§ PROBLEM DETAILS
For this exercise, print all of the entries exactly as given.

[Stored records]

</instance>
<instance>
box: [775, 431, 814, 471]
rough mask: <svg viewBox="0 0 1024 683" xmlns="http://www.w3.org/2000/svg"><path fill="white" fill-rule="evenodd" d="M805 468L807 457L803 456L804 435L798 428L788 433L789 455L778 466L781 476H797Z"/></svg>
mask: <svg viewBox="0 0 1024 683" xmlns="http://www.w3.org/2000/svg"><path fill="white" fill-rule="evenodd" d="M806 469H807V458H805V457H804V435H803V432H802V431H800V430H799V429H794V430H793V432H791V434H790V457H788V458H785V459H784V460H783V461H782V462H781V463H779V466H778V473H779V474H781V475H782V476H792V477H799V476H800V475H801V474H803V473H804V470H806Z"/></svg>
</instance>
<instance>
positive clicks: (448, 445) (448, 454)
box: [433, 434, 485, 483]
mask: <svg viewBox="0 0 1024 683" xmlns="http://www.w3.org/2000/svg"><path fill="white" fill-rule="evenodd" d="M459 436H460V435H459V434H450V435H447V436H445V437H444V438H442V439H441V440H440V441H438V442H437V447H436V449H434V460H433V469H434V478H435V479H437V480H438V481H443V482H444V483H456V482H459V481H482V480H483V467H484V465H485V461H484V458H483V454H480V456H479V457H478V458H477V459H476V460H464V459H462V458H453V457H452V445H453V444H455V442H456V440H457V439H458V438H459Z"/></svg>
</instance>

§ RESULT OF THE TASK
</instance>
<instance>
box: [775, 431, 814, 471]
rough mask: <svg viewBox="0 0 1024 683" xmlns="http://www.w3.org/2000/svg"><path fill="white" fill-rule="evenodd" d="M805 468L807 457L803 456L804 435L798 428L788 433L789 455L778 466L781 476H797Z"/></svg>
mask: <svg viewBox="0 0 1024 683" xmlns="http://www.w3.org/2000/svg"><path fill="white" fill-rule="evenodd" d="M806 469H807V458H805V457H804V435H803V432H802V431H800V430H799V429H794V430H793V432H791V434H790V457H788V458H785V459H784V460H783V461H782V462H781V463H779V466H778V473H779V474H781V475H782V476H792V477H799V476H800V475H801V474H803V473H804V470H806Z"/></svg>
</instance>
<instance>
positive clicks: (448, 445) (448, 454)
box: [433, 434, 485, 483]
mask: <svg viewBox="0 0 1024 683" xmlns="http://www.w3.org/2000/svg"><path fill="white" fill-rule="evenodd" d="M459 436H460V435H459V434H450V435H447V436H445V437H444V438H442V439H441V440H440V441H438V442H437V447H436V449H434V460H433V469H434V478H435V479H437V480H438V481H443V482H444V483H456V482H459V481H482V480H483V467H484V465H485V461H484V458H483V454H480V456H479V457H478V458H477V459H476V460H464V459H462V458H453V457H452V445H453V444H455V442H456V440H457V439H458V438H459Z"/></svg>
</instance>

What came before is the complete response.